RECORDS FOR THE EXERCISE:
┌──

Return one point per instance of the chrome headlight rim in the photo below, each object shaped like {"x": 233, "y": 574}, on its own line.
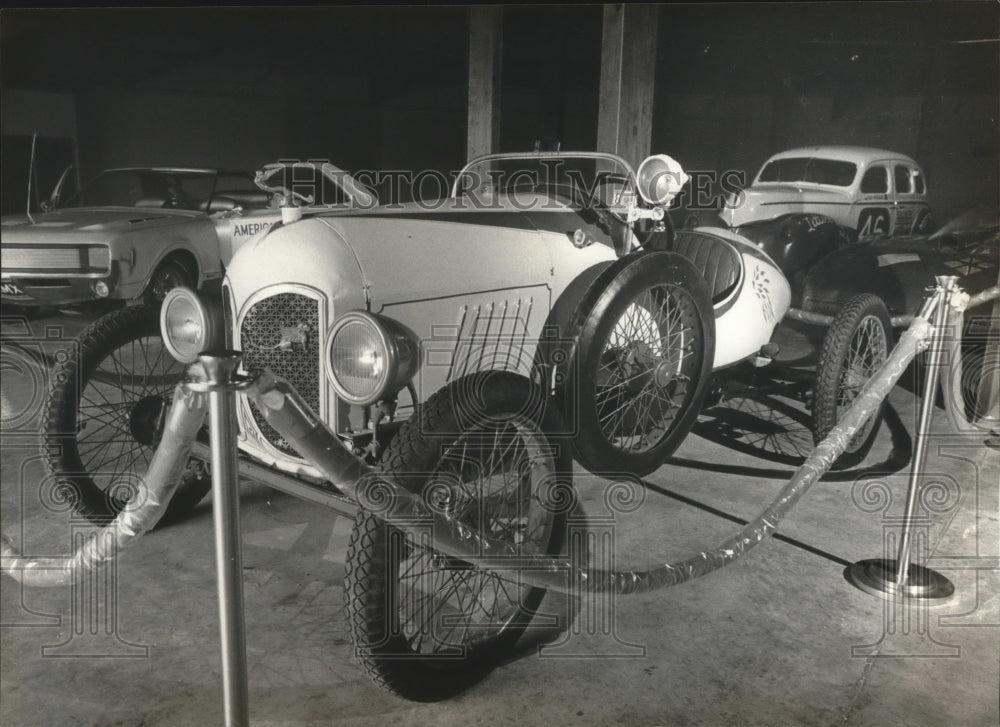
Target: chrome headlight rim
{"x": 207, "y": 318}
{"x": 399, "y": 364}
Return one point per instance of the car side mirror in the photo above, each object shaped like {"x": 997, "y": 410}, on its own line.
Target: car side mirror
{"x": 53, "y": 200}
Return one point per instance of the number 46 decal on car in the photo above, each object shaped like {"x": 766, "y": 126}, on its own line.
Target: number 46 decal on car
{"x": 873, "y": 222}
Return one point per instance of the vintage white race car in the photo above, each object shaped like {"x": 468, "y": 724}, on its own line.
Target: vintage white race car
{"x": 136, "y": 233}
{"x": 469, "y": 348}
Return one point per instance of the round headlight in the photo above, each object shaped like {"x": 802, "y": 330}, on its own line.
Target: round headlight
{"x": 187, "y": 325}
{"x": 369, "y": 357}
{"x": 659, "y": 179}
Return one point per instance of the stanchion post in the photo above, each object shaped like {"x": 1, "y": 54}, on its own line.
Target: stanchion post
{"x": 886, "y": 578}
{"x": 220, "y": 369}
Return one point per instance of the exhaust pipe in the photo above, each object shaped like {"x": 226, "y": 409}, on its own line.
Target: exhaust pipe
{"x": 143, "y": 511}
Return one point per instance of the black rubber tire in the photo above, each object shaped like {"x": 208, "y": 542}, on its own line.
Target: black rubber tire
{"x": 600, "y": 444}
{"x": 865, "y": 320}
{"x": 79, "y": 375}
{"x": 418, "y": 457}
{"x": 168, "y": 275}
{"x": 924, "y": 224}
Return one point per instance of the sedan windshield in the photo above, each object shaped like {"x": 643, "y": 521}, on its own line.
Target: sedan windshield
{"x": 809, "y": 169}
{"x": 177, "y": 189}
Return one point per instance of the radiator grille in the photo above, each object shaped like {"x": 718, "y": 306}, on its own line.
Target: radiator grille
{"x": 281, "y": 333}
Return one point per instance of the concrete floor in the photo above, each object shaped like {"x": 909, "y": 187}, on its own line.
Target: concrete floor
{"x": 777, "y": 638}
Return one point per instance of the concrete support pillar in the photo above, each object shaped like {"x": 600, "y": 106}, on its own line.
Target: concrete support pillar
{"x": 628, "y": 64}
{"x": 485, "y": 55}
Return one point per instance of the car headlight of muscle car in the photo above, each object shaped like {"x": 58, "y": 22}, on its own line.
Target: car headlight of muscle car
{"x": 189, "y": 325}
{"x": 370, "y": 357}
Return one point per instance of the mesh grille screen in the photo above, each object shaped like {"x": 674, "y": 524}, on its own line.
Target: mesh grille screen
{"x": 281, "y": 333}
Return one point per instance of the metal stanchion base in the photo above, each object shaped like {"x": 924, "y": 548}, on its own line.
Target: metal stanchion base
{"x": 878, "y": 578}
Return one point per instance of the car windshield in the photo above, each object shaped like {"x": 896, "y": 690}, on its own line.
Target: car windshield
{"x": 556, "y": 179}
{"x": 177, "y": 189}
{"x": 809, "y": 169}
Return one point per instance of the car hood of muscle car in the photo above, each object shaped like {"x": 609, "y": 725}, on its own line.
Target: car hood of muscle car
{"x": 390, "y": 255}
{"x": 95, "y": 222}
{"x": 767, "y": 201}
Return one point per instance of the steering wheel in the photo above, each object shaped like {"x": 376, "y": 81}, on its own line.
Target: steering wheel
{"x": 282, "y": 194}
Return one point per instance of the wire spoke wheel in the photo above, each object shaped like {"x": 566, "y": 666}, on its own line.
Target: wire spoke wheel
{"x": 122, "y": 408}
{"x": 646, "y": 342}
{"x": 105, "y": 416}
{"x": 867, "y": 351}
{"x": 643, "y": 379}
{"x": 855, "y": 347}
{"x": 427, "y": 625}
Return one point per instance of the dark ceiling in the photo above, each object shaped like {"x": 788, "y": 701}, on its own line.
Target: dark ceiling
{"x": 743, "y": 46}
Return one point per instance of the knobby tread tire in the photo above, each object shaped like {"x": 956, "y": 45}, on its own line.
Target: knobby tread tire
{"x": 59, "y": 420}
{"x": 416, "y": 448}
{"x": 830, "y": 369}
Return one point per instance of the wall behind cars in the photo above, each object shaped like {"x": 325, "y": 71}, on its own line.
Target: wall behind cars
{"x": 379, "y": 87}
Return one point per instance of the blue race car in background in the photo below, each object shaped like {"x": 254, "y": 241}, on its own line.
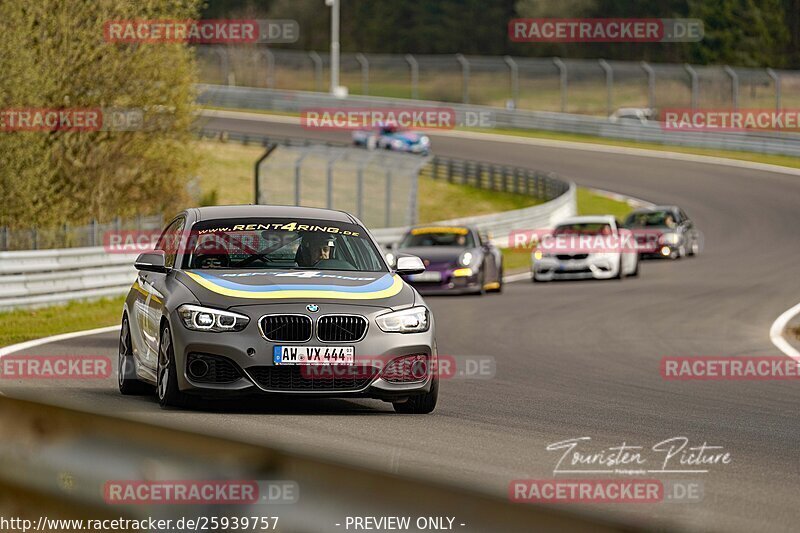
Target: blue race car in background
{"x": 390, "y": 137}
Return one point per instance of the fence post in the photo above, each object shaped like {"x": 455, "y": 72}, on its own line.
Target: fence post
{"x": 412, "y": 63}
{"x": 388, "y": 206}
{"x": 257, "y": 173}
{"x": 364, "y": 62}
{"x": 734, "y": 86}
{"x": 651, "y": 84}
{"x": 693, "y": 76}
{"x": 776, "y": 79}
{"x": 317, "y": 60}
{"x": 609, "y": 85}
{"x": 514, "y": 72}
{"x": 360, "y": 192}
{"x": 270, "y": 57}
{"x": 92, "y": 232}
{"x": 297, "y": 178}
{"x": 464, "y": 77}
{"x": 228, "y": 76}
{"x": 562, "y": 70}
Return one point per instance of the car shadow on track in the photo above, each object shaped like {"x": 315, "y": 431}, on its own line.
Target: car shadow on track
{"x": 253, "y": 405}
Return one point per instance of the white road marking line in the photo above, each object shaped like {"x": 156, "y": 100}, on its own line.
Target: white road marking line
{"x": 776, "y": 333}
{"x": 54, "y": 338}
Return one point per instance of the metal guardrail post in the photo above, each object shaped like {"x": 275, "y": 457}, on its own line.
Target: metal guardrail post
{"x": 93, "y": 233}
{"x": 388, "y": 204}
{"x": 695, "y": 85}
{"x": 651, "y": 84}
{"x": 257, "y": 173}
{"x": 734, "y": 86}
{"x": 514, "y": 73}
{"x": 228, "y": 76}
{"x": 464, "y": 77}
{"x": 414, "y": 66}
{"x": 317, "y": 60}
{"x": 776, "y": 79}
{"x": 298, "y": 177}
{"x": 609, "y": 85}
{"x": 364, "y": 63}
{"x": 269, "y": 55}
{"x": 563, "y": 80}
{"x": 329, "y": 180}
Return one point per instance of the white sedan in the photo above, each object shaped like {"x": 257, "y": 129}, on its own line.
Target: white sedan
{"x": 586, "y": 247}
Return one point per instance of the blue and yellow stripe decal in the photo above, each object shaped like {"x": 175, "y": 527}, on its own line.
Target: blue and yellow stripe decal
{"x": 383, "y": 287}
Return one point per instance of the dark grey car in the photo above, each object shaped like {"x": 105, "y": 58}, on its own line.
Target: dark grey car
{"x": 276, "y": 300}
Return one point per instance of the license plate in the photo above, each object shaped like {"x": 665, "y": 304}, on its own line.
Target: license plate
{"x": 313, "y": 355}
{"x": 427, "y": 276}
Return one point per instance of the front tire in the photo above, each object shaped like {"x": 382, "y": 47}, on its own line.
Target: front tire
{"x": 169, "y": 395}
{"x": 421, "y": 404}
{"x": 127, "y": 381}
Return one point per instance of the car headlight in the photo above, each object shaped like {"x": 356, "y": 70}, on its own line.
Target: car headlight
{"x": 199, "y": 318}
{"x": 414, "y": 320}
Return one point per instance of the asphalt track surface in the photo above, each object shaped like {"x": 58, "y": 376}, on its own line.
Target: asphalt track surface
{"x": 573, "y": 359}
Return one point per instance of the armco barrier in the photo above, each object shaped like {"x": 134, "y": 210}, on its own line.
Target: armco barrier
{"x": 295, "y": 101}
{"x": 47, "y": 277}
{"x": 56, "y": 461}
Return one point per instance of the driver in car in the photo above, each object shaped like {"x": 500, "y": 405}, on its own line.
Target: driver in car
{"x": 314, "y": 247}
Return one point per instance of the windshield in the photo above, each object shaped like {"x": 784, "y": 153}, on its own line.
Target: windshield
{"x": 661, "y": 219}
{"x": 268, "y": 243}
{"x": 593, "y": 228}
{"x": 460, "y": 237}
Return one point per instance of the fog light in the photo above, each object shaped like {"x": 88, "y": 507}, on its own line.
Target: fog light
{"x": 406, "y": 369}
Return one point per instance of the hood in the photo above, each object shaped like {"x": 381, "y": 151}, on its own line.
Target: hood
{"x": 227, "y": 288}
{"x": 408, "y": 136}
{"x": 436, "y": 254}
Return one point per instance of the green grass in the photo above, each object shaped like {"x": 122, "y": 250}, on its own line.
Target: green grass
{"x": 26, "y": 324}
{"x": 590, "y": 203}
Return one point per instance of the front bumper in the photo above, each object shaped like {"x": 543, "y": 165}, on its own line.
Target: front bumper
{"x": 552, "y": 268}
{"x": 254, "y": 371}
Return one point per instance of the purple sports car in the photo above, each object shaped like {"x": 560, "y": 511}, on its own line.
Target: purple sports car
{"x": 458, "y": 260}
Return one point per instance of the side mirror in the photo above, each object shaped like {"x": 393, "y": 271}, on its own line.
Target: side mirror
{"x": 151, "y": 261}
{"x": 409, "y": 264}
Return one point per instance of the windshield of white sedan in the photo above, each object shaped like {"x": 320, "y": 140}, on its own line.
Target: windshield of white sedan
{"x": 460, "y": 237}
{"x": 659, "y": 219}
{"x": 281, "y": 244}
{"x": 585, "y": 229}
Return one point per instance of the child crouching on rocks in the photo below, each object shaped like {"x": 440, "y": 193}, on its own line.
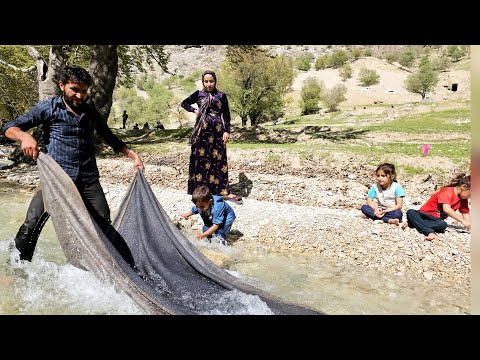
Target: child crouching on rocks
{"x": 385, "y": 198}
{"x": 216, "y": 214}
{"x": 430, "y": 218}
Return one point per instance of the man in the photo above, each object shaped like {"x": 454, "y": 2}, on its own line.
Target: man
{"x": 68, "y": 125}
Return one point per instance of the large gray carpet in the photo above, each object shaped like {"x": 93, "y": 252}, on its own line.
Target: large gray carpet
{"x": 145, "y": 255}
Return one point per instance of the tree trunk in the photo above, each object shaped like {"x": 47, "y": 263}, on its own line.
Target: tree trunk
{"x": 244, "y": 120}
{"x": 103, "y": 68}
{"x": 253, "y": 120}
{"x": 48, "y": 74}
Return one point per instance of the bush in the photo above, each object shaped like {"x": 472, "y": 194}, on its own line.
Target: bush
{"x": 346, "y": 72}
{"x": 368, "y": 77}
{"x": 311, "y": 93}
{"x": 303, "y": 63}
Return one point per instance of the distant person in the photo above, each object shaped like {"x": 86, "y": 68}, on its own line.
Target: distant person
{"x": 211, "y": 133}
{"x": 217, "y": 215}
{"x": 124, "y": 119}
{"x": 159, "y": 125}
{"x": 385, "y": 198}
{"x": 69, "y": 124}
{"x": 430, "y": 218}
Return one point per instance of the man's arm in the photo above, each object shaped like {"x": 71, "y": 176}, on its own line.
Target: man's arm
{"x": 454, "y": 215}
{"x": 137, "y": 161}
{"x": 27, "y": 142}
{"x": 209, "y": 232}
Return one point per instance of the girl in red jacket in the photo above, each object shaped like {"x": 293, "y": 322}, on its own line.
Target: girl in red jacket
{"x": 430, "y": 218}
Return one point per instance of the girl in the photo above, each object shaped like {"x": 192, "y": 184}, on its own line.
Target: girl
{"x": 430, "y": 218}
{"x": 388, "y": 195}
{"x": 211, "y": 133}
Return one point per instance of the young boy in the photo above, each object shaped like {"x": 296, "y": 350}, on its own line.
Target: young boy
{"x": 216, "y": 214}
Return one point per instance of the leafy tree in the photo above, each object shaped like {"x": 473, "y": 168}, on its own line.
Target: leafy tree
{"x": 337, "y": 59}
{"x": 346, "y": 72}
{"x": 334, "y": 96}
{"x": 106, "y": 63}
{"x": 407, "y": 57}
{"x": 311, "y": 93}
{"x": 456, "y": 52}
{"x": 303, "y": 62}
{"x": 255, "y": 82}
{"x": 422, "y": 81}
{"x": 368, "y": 77}
{"x": 321, "y": 62}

└──

EXERCISE REQUIREMENTS: Return only the number of lines in the data above that include the word "below".

SOLUTION: 3